- _TRECHO DO TEXTO_:
————————
Não é exagero dizer que a imensa maioria dos versos jamais despedidos por mãos brasileiras foram escritos para o mais absoluto
esquecimento, poemas povoando
gavetas nunca abertas. Sim, não é
fácil publicar poesia no Brasil. Algumas iniciativas, entretanto, têm
sido particularmente benéficas
para reverter essa realidade, como
as coleções de poesia Canto do
Bem-Te-Vi, Guizos e Ás de Colete, que têm dado espaço e mínima
visibilidade para a obra de alguns
desses autores jovens, ainda tímidos, mas já não tão solitários.
Depreenda-se da diversidade de
seus nomes também a diversidade de características que os selos
apresentam. Entre os quase 30
poetas que, juntas, as coleções
acolhem, qualquer afinidade ou
semelhança que se possa notar será, no mais das vezes, mera coincidência. Que caiba a um acadêmico de fôlego encontrar referências afins, por exemplo, entre o renomado Francisco Alvim, da Ás
de Colete, e a mineira Mônica de
Aquino, nascida mais de 40 anos
depois do primeiro e que agora
estréia com "Sístole", pela Canto
do Bem-Te-Vi.
De comum às três coleções,
contudo, a preocupação com o escoamento da produção da poesia
nacional -com o perdão do emprego do termo técnico para uma
atividade que, morto João Cabral
de Melo Neto, tão pouco se assemelha à de um engenheiro- e
com dar vida mais longa a essas
publicações que tantas vezes
adentram com rapidez mórbida o
limbo do não-lido.
"As coleções são uma boa saída
porque a livraria começa a identificar e fazer pedidos, e o público, a
reconhecer os livros. Cria-se um
hábito e se facilita a compra de
poetas desconhecidos", explica
Augusto Massi, editor da Cosacnaify, empresa que, em parceria
com a 7Letras, publica a Ás de Colete. "Cada lançamento remete
aos anteriores e, assim, os livros
não envelhecem tão rápido, não
são esquecidos dias depois da publicação", completa Jorge Viveiros de Castro, editor da 7Letras,
que também abriga a Guizos.
Para ambos, a satisfação está em
dar a ver algumas obras interessantes de poetas jovens que porventura poderão se converter em
protagonistas da cena poética
brasileira. "É uma aposta a longo
prazo, de que aquilo vai vingar, de
que vai ser reconhecido", diz
Massi, que vem apostando desde
a década de 1980, quando editava
a coleção Claro Enigma.
————————
- _ITENS FORNECIDOS_:
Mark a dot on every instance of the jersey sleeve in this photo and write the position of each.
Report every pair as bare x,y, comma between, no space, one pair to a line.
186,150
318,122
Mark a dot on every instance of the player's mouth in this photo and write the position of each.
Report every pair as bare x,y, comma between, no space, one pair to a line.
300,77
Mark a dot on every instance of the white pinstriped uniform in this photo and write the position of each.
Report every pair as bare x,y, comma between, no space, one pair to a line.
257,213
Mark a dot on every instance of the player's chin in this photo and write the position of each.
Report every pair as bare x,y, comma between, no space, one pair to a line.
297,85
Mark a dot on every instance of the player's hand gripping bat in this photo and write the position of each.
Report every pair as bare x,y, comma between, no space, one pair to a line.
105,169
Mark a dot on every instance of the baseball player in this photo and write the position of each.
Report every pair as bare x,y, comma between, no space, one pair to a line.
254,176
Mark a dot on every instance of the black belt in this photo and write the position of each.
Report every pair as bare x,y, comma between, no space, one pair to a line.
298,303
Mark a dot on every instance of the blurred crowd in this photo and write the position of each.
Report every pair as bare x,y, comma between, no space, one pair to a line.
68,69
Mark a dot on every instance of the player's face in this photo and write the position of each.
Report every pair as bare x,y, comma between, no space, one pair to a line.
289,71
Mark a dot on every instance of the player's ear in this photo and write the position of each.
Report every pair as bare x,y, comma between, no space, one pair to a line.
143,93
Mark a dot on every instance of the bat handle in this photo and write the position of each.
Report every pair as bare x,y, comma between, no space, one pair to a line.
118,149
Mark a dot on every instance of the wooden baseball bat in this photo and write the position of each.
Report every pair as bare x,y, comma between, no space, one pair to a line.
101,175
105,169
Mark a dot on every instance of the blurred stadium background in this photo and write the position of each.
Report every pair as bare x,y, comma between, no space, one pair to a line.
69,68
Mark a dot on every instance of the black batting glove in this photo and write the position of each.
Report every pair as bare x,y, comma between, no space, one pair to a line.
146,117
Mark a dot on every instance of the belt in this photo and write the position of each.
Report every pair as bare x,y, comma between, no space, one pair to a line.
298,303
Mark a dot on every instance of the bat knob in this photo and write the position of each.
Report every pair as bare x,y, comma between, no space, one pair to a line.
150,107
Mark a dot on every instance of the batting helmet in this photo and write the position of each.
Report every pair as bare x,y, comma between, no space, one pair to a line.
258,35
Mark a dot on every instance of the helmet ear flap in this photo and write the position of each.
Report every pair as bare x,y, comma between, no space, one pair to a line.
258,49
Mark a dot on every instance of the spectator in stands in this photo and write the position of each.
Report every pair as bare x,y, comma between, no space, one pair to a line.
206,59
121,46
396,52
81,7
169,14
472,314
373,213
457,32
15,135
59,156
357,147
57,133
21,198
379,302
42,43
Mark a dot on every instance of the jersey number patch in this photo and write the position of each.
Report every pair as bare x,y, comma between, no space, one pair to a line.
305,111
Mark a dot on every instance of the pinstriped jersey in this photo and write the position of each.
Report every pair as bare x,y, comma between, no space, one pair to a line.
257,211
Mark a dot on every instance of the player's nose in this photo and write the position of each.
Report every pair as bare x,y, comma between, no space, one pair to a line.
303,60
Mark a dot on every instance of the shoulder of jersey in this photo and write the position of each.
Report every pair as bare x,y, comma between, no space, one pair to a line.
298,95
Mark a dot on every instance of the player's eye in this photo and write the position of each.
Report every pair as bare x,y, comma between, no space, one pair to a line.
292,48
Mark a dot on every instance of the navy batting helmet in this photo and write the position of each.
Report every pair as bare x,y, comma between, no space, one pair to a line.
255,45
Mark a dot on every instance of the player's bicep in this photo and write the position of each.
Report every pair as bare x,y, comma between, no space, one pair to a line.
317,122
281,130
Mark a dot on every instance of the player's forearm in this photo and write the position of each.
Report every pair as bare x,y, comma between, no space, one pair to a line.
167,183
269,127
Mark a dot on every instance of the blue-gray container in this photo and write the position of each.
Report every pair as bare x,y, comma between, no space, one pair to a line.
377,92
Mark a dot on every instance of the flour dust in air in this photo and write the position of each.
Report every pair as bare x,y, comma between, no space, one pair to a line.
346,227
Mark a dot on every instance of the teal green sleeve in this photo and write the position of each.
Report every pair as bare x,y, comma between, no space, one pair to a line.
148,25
————————
- _EXERCÍCIO PROPOSTO 1_:
Transcreva do texto sobre coleções de poesia o trecho que começa nas palavras "Para ambos, a" e termina depois de "coleção Claro Enigma.".
- _EXERCÍCIO PROPOSTO 2_:
Segundo o texto sobre coleções de poesia, que coleção Augusto Massi editava na década de 1980?
Os itens não têm relação com o texto sobre coleções de poesia.

- _RESPOSTA 1_:
Para ambos, a satisfação está em
dar a ver algumas obras interessantes de poetas jovens que porventura poderão se converter em
protagonistas da cena poética
brasileira. "É uma aposta a longo
prazo, de que aquilo vai vingar, de
que vai ser reconhecido", diz
Massi, que vem apostando desde
a década de 1980, quando editava
a coleção Claro Enigma.

- _RESPOSTA 2_:
A coleção Claro Enigma.